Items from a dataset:
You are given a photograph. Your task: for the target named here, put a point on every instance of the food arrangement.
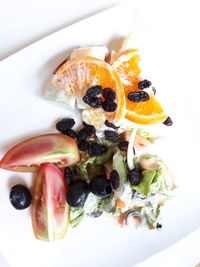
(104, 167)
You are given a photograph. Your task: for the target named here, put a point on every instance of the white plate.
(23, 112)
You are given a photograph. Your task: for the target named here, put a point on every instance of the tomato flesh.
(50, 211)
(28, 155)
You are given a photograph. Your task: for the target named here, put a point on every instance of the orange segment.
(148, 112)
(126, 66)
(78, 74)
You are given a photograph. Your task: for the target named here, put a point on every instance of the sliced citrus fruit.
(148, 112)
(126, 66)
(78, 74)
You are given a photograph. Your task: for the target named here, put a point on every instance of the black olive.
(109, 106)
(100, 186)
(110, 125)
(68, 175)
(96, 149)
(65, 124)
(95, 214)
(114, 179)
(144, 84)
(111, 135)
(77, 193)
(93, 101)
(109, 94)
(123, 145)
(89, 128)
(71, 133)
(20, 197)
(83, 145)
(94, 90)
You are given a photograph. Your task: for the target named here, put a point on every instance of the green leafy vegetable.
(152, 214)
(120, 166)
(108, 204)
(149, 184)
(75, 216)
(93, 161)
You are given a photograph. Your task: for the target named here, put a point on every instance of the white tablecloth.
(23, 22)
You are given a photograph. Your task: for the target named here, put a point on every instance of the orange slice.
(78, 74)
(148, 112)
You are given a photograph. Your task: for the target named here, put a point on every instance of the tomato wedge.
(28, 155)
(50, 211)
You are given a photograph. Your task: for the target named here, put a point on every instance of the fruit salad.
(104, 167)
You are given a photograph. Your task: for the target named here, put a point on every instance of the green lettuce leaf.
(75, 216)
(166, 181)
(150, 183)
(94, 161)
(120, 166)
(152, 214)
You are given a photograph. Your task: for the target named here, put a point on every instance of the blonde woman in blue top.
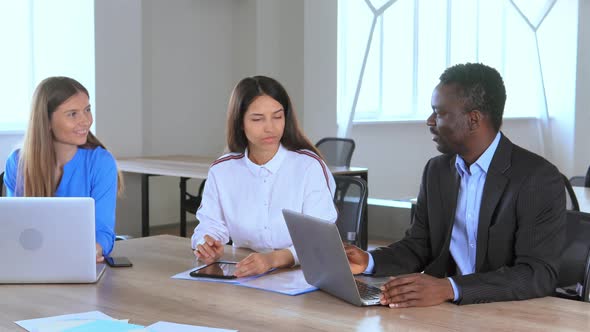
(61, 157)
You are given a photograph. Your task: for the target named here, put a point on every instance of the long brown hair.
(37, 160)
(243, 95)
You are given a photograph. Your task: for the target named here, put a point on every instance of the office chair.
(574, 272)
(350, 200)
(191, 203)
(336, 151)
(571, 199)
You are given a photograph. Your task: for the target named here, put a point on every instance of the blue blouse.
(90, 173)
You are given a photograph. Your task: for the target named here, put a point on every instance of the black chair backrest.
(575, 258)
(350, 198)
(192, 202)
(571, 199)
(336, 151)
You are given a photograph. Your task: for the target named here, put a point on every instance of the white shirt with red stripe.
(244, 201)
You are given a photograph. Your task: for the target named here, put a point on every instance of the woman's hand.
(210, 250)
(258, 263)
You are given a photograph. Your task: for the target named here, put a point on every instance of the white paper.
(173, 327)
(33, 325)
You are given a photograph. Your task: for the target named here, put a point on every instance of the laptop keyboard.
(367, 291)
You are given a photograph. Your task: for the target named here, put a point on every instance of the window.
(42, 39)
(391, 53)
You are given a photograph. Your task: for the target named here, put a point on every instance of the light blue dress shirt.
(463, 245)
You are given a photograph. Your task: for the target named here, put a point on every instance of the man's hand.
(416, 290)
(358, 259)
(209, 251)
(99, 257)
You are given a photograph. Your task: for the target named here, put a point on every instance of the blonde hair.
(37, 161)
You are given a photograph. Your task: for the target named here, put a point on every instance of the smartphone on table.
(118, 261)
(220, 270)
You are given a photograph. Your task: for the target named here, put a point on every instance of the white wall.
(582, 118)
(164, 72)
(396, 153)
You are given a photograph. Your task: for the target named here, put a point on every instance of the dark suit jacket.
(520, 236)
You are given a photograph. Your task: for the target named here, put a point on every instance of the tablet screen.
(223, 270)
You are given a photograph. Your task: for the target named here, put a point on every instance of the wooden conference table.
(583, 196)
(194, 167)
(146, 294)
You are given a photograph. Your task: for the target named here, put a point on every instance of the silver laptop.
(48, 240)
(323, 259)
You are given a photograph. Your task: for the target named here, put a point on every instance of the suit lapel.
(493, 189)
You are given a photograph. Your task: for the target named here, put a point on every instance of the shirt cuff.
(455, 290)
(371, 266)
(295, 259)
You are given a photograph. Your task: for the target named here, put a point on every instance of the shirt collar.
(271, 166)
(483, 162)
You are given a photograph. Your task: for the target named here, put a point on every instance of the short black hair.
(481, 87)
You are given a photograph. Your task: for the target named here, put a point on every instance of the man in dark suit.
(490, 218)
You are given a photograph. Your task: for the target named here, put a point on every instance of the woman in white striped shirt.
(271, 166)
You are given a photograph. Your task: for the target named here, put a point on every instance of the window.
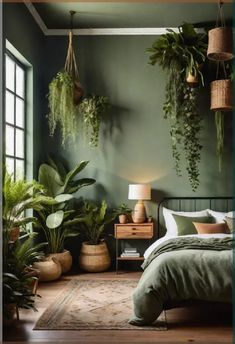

What the task requires: Can you reproduce the data from the line containing "the white wall." through the end of the data, requests included, but with each point coordinate increased by 19? Leave the pictures out.

Solution to the problem:
You are given a photograph. Your task: for the target named here, put a point on every instance of the white wall.
(601, 137)
(183, 91)
(415, 172)
You are given a photograph. Your task: for the target named here, put a point on every instance of the dark suit jacket.
(539, 255)
You are given a photograph. Your task: for the target named here, put a point on every instance of the tablet screen.
(242, 289)
You are given a photograph. Your task: for the target named here, put a point on every instance of the wooden conference table.
(602, 215)
(213, 186)
(165, 313)
You are given a photograph. Your task: for the target named here, put a point on every instance of the silver laptop.
(67, 259)
(342, 278)
You are given a photograph. Your task: for the target named here, put a point on every instance of the suit lapel.
(512, 208)
You are given a photograph. Your task: for the target named here, put a point on every instance of the shirt cuff.
(474, 309)
(390, 285)
(314, 278)
You are given a photograph. Your task: for the target named here, put a point on every instance of the shirt collar.
(290, 185)
(502, 181)
You are given a photograph. Your task: for the target named here, put a point on every instance of the short black hair.
(500, 106)
You are given a photograph. Your task: for the target named here, put a point on every instance of the man in dark suit.
(509, 237)
You are given a photograph. Your task: for the target named here, put a point on every instance of the woman in white striped shirt.
(290, 185)
You are given a photograph. Your task: for the target named here, put a point on every instance of the window.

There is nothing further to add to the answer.